__List of tasks__
1. In the passage on normalization and noise reduction, what three things would a gardener do to revive the tree?
2. Reproduce the passage on normalization and noise reduction between "As previously mentioned, in" and "the model’s accuracy.", inclusive, swapping "garbage" for "trash".
3. Continue the passage on normalization and noise reduction from its final sentence.

__Text segment__

>>>

Normalization & Noise Reduction
Why does it matter?
As previously mentioned, in order to perform accurate and reliable analysis, we need to “take out the garbage” first by preprocessing the text to clean, standardize, and structure the input data. These steps help reduce noise and improve the model’s accuracy.
Below we use another analogy to illustrate the impact of noise on data analysis outcomes. Imagine a tree that is slowly dying. On the surface, its leaves may still appear green, but closer inspection reveals branches that are brittle, bark that is cracking, and roots that are struggling to find nourishment. If we only focus on the healthy-looking leaves, we might draw a misleading conclusion about the tree’s overall condition. Similarly, in text analysis, raw data often contains “noise,” such as irrelevant words, inconsistent formatting, or errors, which can obscure meaningful patterns. If we feed this noisy data directly into an analysis, the results can be skewed, incomplete, or misleading, just as judging the tree’s health by its leaves alone would be.
Just as a gardener would prune dead branches, enrich the soil, and care for the roots to revive the tree, data analysts perform preprocessing steps to clean, standardize, and structure the text. By removing noise and focusing on the core content, we give the analysis the best chance to reveal true insights, uncover trends, and support reliable conclusions. In short, the quality of our “data garden” directly determines the health of the insights it produces.

<<<

Stored records
>>>

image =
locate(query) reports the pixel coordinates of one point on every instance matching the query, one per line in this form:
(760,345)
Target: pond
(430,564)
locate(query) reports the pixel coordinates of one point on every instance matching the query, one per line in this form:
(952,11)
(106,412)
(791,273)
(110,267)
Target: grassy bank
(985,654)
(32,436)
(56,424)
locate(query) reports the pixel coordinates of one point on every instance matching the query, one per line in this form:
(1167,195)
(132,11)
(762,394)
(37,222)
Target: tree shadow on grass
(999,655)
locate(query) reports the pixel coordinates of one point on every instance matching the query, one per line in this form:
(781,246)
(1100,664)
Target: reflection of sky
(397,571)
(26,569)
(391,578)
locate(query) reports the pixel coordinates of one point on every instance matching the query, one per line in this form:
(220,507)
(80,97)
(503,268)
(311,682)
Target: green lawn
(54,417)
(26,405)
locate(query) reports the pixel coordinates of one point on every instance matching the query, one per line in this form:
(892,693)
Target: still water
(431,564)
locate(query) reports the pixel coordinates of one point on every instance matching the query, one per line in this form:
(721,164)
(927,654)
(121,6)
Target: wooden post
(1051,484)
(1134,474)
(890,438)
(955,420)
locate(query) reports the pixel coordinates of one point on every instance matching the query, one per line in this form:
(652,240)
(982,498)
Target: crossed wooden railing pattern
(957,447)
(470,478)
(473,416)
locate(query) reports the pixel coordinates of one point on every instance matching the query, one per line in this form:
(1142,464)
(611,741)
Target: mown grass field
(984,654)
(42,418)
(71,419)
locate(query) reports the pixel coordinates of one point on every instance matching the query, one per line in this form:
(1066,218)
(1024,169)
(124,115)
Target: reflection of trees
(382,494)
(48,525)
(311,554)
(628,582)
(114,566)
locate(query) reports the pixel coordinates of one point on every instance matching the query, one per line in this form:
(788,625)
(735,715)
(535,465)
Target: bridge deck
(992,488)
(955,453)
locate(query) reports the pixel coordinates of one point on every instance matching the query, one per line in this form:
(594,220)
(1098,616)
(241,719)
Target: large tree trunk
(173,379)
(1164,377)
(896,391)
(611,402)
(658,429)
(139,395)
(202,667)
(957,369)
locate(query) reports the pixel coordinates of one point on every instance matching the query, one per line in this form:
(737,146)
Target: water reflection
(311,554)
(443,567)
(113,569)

<<<

__Results in order__
1. Prune dead branches, enrich the soil, and care for the roots.

2.
As previously mentioned, in order to perform accurate and reliable analysis, we need to “take out the trash” first by preprocessing the text to clean, standardize, and structure the input data. These steps help reduce noise and improve the model’s accuracy.

3.
The main goal of normalization is to remove irrelevant content and standardize the data in order to reduce noise. Below are some key actions we’ll be performing during this workshop:
| Action | Why it matters? | 
|---|---|
| Remove URLs | URLs often contain irrelevant noise and don’t contribute meaningful content for analysis. | 
| Remove Punctuation & Symbols | Punctuation marks and other symbols including those extensively used in social media for mentioning (@) or tagging (#) rarely adds value in most NLP tasks and can interfere with tokenization (as we will cover in a bit) or word matching. | 
| Remove Numbers | Numbers can be noise in most contexts unless specifically relevant (e.g., in financial or medical texts) don’t contribute much to the analysis. However, in NLP tasks they are considered important, there might be considerations to replace them with dummy tokens (e.g. <NUMBER>), or even converting them into their written form (e.g, 100 becomes one hundred). | 
| Normalize Whitespaces | Ensures consistent word boundaries and avoids issues during tokenization or frequency analysis. | 
| Convert to Lowercase | Prevents case sensitivity from splitting word counts due to case variations (e.g., “AppleTV” ≠ “APPLETV” ≠ “appleTV” ≠ “appletv”), improving model consistency. | 
| Convert Emojis to Text | Emojis play a unique role in text analysis, as they often convey sentiment. Rather than removing them, we will convert them into their corresponding text descriptions. | 
A caveat when working with emojis is that they are figurative and highly contextual. Also, there may be important generational and cultural variability in how people interpret them. For example, some countries may use the Folded Hands Emoji (🙏) as a sign of thank you where others may seem as religious expression. Also, some may use it in a more positive way as gratitude, hope or respect, or in a negative context, where they might be demonstrating submission or begging.
You might have noticed based on the example above that emojis are converted to their equivalent CLDR (common, human-readable name) based on this emoji unicode list, which are not as nuanced and always helpful to detect sentiment. While not always perfect, that is an important step to normalize the data and we will see how this process looks like later on this episode.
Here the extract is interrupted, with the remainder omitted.